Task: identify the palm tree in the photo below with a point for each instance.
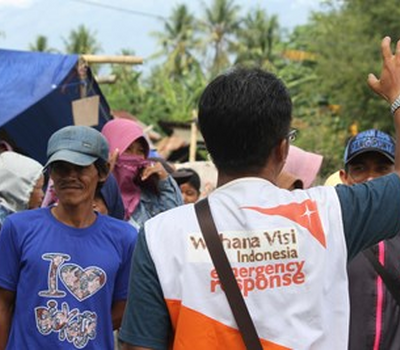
(41, 44)
(257, 39)
(220, 23)
(82, 41)
(178, 41)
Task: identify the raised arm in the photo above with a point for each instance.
(388, 87)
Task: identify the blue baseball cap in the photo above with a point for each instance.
(80, 145)
(370, 141)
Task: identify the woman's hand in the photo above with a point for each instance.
(154, 168)
(113, 159)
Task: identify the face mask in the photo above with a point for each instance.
(127, 171)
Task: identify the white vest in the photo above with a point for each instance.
(288, 253)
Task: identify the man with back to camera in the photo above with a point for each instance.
(288, 250)
(64, 269)
(374, 312)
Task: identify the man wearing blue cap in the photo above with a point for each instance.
(375, 313)
(64, 269)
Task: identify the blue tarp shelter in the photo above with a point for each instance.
(36, 94)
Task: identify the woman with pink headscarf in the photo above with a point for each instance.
(146, 187)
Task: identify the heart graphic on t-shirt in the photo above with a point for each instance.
(82, 283)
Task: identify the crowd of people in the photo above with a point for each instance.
(104, 238)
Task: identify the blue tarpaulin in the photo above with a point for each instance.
(36, 94)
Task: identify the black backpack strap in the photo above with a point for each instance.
(391, 284)
(226, 276)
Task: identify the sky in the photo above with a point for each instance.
(117, 24)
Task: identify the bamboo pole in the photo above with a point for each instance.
(193, 137)
(112, 59)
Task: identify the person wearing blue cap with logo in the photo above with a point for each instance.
(374, 311)
(287, 250)
(64, 269)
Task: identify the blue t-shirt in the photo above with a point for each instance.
(370, 213)
(65, 279)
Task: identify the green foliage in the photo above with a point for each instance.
(335, 51)
(41, 45)
(82, 41)
(177, 43)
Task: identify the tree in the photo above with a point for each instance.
(177, 42)
(257, 38)
(41, 44)
(219, 25)
(82, 41)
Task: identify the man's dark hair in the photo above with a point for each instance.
(243, 115)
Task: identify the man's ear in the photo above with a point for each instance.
(282, 151)
(103, 175)
(344, 176)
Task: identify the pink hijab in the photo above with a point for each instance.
(120, 133)
(304, 165)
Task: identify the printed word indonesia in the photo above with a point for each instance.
(263, 277)
(279, 246)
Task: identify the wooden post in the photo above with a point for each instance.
(82, 72)
(90, 59)
(193, 137)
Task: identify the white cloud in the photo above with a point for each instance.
(16, 3)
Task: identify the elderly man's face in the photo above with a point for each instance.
(74, 184)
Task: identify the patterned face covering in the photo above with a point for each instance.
(127, 171)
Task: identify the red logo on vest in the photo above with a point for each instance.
(305, 214)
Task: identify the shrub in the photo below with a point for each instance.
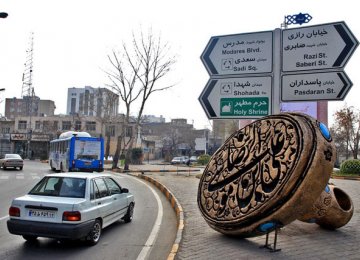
(350, 167)
(204, 159)
(136, 156)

========================================

**What to work on:**
Keep pictures out and return the lines from the one containing "Task: identify the patterned" through the end of the listing, both included, character for character.

**Task solution:**
Task: identify the patterned face covering in the photo above with a point for each instance.
(127, 171)
Task: identify the red logo on vest in the photo above with a point for each instance.
(305, 214)
Task: identify the shrub in the photo below with a point for each instance.
(350, 167)
(204, 159)
(136, 156)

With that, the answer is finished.